══ Data section
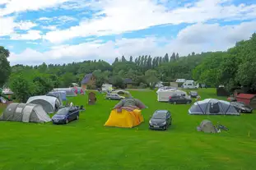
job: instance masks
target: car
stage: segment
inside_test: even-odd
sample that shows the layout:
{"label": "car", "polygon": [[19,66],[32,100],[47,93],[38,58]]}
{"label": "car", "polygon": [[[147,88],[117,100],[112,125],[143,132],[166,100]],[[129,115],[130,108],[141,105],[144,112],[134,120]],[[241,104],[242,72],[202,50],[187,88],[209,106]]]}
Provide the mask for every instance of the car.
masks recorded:
{"label": "car", "polygon": [[156,110],[149,121],[151,130],[167,130],[171,125],[172,117],[168,110]]}
{"label": "car", "polygon": [[169,103],[173,103],[173,104],[177,104],[177,103],[189,104],[192,103],[192,99],[185,96],[175,95],[175,96],[170,96],[169,98]]}
{"label": "car", "polygon": [[230,102],[230,105],[234,106],[239,113],[251,113],[253,108],[250,106],[246,105],[244,102]]}
{"label": "car", "polygon": [[114,99],[114,100],[121,100],[121,99],[124,99],[125,97],[120,96],[118,94],[107,94],[105,99]]}
{"label": "car", "polygon": [[190,91],[189,92],[189,95],[190,95],[191,98],[197,98],[198,94],[196,91]]}
{"label": "car", "polygon": [[52,117],[54,124],[67,124],[71,121],[79,119],[79,108],[77,106],[60,108]]}

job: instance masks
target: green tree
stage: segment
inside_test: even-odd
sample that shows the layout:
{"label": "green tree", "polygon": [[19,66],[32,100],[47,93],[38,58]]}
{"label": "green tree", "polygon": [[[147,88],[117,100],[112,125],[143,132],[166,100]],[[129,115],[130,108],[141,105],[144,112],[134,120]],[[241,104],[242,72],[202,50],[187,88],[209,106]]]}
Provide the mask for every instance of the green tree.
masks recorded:
{"label": "green tree", "polygon": [[[1,46],[0,46],[1,49]],[[0,87],[5,84],[11,74],[11,66],[6,54],[7,52],[2,51],[0,53]]]}
{"label": "green tree", "polygon": [[133,62],[133,56],[130,56],[130,62]]}
{"label": "green tree", "polygon": [[165,57],[164,57],[164,61],[163,62],[169,62],[169,56],[168,56],[168,53],[165,53]]}
{"label": "green tree", "polygon": [[122,60],[121,61],[122,62],[126,62],[126,59],[125,59],[124,56],[122,56]]}
{"label": "green tree", "polygon": [[176,53],[176,57],[175,58],[176,58],[176,60],[179,60],[179,56],[178,53]]}
{"label": "green tree", "polygon": [[9,87],[15,94],[16,99],[21,103],[26,103],[30,95],[31,83],[22,74],[15,75],[10,78]]}

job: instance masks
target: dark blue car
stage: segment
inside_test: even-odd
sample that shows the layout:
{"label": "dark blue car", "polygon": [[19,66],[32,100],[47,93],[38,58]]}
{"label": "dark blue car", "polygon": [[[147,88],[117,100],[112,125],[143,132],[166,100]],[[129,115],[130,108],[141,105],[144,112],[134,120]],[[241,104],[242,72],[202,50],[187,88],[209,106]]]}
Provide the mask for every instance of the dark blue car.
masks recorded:
{"label": "dark blue car", "polygon": [[79,119],[78,107],[65,107],[59,109],[52,117],[54,124],[67,124],[69,122]]}

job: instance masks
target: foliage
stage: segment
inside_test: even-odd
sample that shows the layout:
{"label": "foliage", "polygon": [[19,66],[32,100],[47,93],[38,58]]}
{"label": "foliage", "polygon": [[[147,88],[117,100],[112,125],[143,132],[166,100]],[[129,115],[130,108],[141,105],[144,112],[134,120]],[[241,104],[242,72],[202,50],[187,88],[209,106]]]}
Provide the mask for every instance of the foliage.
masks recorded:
════
*Task description*: Count the lines in the records above that contain the string "foliage", and give only that number.

*Solution to this task*: 4